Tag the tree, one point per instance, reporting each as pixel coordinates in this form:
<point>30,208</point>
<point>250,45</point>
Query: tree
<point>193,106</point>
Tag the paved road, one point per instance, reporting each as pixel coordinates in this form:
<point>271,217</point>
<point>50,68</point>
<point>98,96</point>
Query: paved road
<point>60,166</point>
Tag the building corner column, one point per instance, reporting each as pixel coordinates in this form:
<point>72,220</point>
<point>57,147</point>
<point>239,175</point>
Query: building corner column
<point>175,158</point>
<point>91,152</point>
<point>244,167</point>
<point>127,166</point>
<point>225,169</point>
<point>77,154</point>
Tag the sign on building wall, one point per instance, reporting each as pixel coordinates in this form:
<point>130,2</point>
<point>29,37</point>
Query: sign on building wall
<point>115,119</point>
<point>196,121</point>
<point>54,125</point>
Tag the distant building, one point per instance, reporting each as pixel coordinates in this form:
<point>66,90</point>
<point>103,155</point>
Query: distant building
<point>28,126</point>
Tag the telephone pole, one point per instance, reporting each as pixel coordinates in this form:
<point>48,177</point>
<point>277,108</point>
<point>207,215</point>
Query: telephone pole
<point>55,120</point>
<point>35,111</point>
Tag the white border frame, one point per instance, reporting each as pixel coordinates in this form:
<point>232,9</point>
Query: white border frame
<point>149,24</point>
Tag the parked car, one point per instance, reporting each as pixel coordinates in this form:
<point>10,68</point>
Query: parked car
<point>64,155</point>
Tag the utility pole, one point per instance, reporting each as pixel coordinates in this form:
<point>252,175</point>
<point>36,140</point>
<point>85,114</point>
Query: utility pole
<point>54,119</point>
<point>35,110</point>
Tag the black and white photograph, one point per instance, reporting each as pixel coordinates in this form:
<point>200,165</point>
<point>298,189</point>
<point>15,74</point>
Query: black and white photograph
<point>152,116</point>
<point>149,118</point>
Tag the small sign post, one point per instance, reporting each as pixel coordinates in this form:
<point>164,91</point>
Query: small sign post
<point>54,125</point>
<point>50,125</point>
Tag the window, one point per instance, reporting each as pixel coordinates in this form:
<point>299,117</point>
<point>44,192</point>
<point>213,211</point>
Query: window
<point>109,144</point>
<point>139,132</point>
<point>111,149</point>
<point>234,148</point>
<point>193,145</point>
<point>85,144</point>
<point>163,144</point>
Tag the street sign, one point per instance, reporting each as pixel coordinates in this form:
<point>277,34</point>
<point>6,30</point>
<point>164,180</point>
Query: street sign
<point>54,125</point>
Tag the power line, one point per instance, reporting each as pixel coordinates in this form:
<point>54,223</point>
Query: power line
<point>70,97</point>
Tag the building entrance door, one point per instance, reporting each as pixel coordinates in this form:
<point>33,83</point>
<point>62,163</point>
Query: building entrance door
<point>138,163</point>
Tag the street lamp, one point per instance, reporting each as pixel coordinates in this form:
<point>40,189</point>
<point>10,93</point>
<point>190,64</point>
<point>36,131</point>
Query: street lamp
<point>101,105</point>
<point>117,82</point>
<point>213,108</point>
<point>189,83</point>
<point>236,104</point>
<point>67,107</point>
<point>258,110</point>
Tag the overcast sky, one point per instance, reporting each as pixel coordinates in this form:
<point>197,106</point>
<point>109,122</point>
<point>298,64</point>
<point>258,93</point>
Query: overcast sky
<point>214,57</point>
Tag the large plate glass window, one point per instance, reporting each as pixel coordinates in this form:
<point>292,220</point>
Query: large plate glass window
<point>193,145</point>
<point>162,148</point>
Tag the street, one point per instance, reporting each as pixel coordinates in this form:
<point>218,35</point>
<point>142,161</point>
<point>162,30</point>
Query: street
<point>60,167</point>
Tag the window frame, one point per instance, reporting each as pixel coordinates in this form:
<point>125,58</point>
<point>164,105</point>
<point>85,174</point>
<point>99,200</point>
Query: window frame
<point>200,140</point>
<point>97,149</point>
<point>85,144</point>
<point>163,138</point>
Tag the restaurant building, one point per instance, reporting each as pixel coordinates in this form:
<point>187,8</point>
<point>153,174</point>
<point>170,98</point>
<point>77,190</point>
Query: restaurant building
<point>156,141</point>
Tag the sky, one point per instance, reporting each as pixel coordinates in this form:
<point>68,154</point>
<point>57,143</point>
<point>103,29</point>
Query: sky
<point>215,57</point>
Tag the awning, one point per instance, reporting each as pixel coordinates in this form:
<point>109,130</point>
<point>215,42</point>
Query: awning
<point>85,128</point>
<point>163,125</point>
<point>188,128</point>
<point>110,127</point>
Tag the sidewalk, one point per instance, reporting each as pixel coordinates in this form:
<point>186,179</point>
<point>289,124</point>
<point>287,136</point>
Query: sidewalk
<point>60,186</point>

- [What you will do] Your answer must be the complete listing, retyped exactly.

- [Response for this exercise]
Tag the tree, one point per instance, reporting each as pixel coordinates in this form:
<point>30,208</point>
<point>250,45</point>
Query: tree
<point>193,106</point>
Tag the paved road, one point per instance, reporting each as pixel coordinates in this form:
<point>271,217</point>
<point>50,68</point>
<point>98,96</point>
Query: paved road
<point>60,166</point>
Tag the building corner column, one point per instance, reporting each as pixel coordinates in this form:
<point>72,220</point>
<point>57,147</point>
<point>239,175</point>
Query: building corner column
<point>175,158</point>
<point>91,152</point>
<point>244,167</point>
<point>127,166</point>
<point>225,169</point>
<point>77,154</point>
Tag the sign on building wall, one point per instance, reporting each as pixel coordinates in this form:
<point>130,2</point>
<point>29,37</point>
Query: sign on building wall
<point>115,119</point>
<point>196,121</point>
<point>54,125</point>
Tag the distant building, one point per instance, reporting each as pixel coordinates in this form:
<point>66,90</point>
<point>103,155</point>
Query: distant building
<point>28,126</point>
Tag the telephone pole, one point per instance, reporting each as pixel coordinates in this form:
<point>48,177</point>
<point>277,108</point>
<point>207,215</point>
Query: telephone pole
<point>55,120</point>
<point>35,111</point>
Tag the white border frame, one point per instance, reporting each as pixel coordinates in this form:
<point>232,9</point>
Query: white border frame
<point>149,24</point>
Tag the parked car, one point per instance, reporting each as pixel coordinates in this form:
<point>10,68</point>
Query: parked car
<point>64,155</point>
Tag the utility pole, one point per instance, reporting each as pixel coordinates in this form:
<point>252,175</point>
<point>36,140</point>
<point>85,114</point>
Query: utility pole
<point>54,119</point>
<point>35,110</point>
Tag the black and white photograph, one point per instance, reporting each as pixel coordinates in this form:
<point>200,165</point>
<point>298,189</point>
<point>15,74</point>
Query: black and white photograph
<point>152,116</point>
<point>149,118</point>
Tag the small sign post, one point per instance, reporting each as pixel coordinates in this form:
<point>164,91</point>
Query: small sign post
<point>54,125</point>
<point>50,125</point>
Tag the window, one point per instance, reporting each as pixel coordinates in this form:
<point>299,117</point>
<point>44,192</point>
<point>213,211</point>
Query: window
<point>109,144</point>
<point>139,132</point>
<point>111,149</point>
<point>234,148</point>
<point>193,145</point>
<point>85,144</point>
<point>163,144</point>
Tag the street sign, one point per instance, reporting each as pixel coordinates in this form:
<point>277,34</point>
<point>6,30</point>
<point>164,180</point>
Query: street sign
<point>54,125</point>
Tag the power line, one point per instance, reporting each as pixel coordinates in this form:
<point>54,223</point>
Query: power line
<point>70,97</point>
Tag the building entrance door, one point per instance, reporting each as pixel coordinates in this form:
<point>33,83</point>
<point>62,163</point>
Query: building entrance door
<point>138,163</point>
Tag the street lamp, one point per instance, reporting each as pixel coordinates in this form:
<point>40,189</point>
<point>10,93</point>
<point>190,64</point>
<point>36,131</point>
Query: street lamp
<point>101,105</point>
<point>117,82</point>
<point>213,108</point>
<point>189,83</point>
<point>236,104</point>
<point>67,107</point>
<point>258,110</point>
Tag the overcast sky, one point per instance, reporting each as pixel coordinates in this form:
<point>197,106</point>
<point>109,122</point>
<point>298,64</point>
<point>258,93</point>
Query: overcast sky
<point>214,57</point>
Tag the large plate glass window, one point per instance, reporting each as pixel coordinates in this form:
<point>292,220</point>
Query: large plate glass window
<point>193,145</point>
<point>162,148</point>
Tag the street, one point per instance, reporting each as pixel coordinates in this form:
<point>218,35</point>
<point>142,161</point>
<point>162,30</point>
Query: street
<point>60,167</point>
Tag the window frame, one point per instance, reporting each as pixel coordinates in this form:
<point>125,58</point>
<point>164,105</point>
<point>85,174</point>
<point>99,200</point>
Query: window frame
<point>200,140</point>
<point>97,149</point>
<point>85,144</point>
<point>163,138</point>
Tag the restaurant building, one point per instance, reporting each as pixel coordinates in this form:
<point>187,8</point>
<point>153,174</point>
<point>170,98</point>
<point>77,190</point>
Query: restaurant building
<point>156,141</point>
Tag the sky, one point per instance, reporting each as pixel coordinates in this form:
<point>68,154</point>
<point>57,143</point>
<point>103,29</point>
Query: sky
<point>215,57</point>
Tag the awning, one point per instance, reporting each as pixel coordinates in this form:
<point>109,130</point>
<point>215,42</point>
Query: awning
<point>85,128</point>
<point>163,125</point>
<point>188,128</point>
<point>110,127</point>
Tag the sidewalk, one point per instance, reporting each as pixel coordinates in this form:
<point>186,179</point>
<point>289,124</point>
<point>287,136</point>
Query: sidewalk
<point>60,186</point>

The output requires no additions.